== INSTRUCTION ==
Format the records from the first line up to and including the line with "(521, 1085)" as a JSON list of strings, one string per line, with blank lines omitted.
* begin SOURCE MATERIAL *
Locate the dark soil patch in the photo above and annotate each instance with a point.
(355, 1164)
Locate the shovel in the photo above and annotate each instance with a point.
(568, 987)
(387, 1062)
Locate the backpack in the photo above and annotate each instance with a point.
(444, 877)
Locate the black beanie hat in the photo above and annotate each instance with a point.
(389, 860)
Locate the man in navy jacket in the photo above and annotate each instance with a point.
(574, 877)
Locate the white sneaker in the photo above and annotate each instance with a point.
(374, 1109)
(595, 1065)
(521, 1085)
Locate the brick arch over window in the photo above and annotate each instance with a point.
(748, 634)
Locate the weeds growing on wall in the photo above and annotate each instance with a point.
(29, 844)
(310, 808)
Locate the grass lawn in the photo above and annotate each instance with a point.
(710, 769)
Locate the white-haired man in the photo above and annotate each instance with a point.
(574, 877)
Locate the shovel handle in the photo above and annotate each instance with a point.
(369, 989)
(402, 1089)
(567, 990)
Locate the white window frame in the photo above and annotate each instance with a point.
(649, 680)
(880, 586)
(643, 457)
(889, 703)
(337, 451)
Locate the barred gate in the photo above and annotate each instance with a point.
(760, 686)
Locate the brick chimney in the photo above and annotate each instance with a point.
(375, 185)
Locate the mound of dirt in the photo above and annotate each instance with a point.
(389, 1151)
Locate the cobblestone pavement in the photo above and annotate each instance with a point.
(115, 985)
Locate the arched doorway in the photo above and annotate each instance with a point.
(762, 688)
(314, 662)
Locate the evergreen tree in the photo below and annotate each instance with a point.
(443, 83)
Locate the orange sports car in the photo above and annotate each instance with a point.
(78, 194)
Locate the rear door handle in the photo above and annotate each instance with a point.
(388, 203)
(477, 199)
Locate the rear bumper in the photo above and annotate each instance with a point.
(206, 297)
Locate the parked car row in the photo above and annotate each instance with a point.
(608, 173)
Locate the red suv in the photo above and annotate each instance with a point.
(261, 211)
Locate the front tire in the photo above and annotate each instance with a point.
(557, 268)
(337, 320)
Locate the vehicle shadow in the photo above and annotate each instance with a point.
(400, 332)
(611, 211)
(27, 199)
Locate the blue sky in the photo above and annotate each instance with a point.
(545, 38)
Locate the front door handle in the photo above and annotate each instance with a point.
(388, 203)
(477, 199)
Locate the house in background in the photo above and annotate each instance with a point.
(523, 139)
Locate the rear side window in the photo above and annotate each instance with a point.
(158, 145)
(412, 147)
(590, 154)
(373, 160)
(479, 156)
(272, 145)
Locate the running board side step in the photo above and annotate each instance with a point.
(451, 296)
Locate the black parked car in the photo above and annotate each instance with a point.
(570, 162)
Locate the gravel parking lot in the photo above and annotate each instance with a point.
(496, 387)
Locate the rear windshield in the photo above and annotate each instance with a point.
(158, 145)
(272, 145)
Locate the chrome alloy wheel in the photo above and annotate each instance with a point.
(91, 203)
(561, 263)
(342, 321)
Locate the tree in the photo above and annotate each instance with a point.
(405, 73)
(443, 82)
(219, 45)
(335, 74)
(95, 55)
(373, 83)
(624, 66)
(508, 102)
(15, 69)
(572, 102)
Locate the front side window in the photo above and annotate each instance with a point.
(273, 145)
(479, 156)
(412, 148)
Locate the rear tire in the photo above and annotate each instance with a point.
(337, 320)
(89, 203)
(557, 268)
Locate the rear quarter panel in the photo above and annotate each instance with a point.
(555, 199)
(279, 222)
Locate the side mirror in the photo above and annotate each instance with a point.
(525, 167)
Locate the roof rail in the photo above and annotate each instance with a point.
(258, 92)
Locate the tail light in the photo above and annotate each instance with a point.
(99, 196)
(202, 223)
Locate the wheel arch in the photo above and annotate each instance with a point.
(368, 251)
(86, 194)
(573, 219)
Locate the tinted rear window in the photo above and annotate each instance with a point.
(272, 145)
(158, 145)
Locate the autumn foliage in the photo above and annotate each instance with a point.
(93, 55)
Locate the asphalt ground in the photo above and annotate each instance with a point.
* end SOURCE MATERIAL *
== RESULT OF THIS EXERCISE ==
[
  "Locate the dark soil patch in the photo above and annotate each instance with a point.",
  "(355, 1164)",
  "Locate the shovel in the photo above and annotate each instance with a point.",
  "(568, 987)",
  "(387, 1062)",
  "Locate the backpack in the photo above and annotate each instance with a point.",
  "(444, 877)",
  "Locate the black beanie hat in the photo above and annotate each instance with a point.",
  "(389, 860)",
  "Locate the man in navy jacket in the photo above and annotate each instance with a point.",
  "(574, 877)",
  "Locate the white sneaker in the photo above and annotate each instance with a point.",
  "(374, 1109)",
  "(595, 1065)",
  "(521, 1085)"
]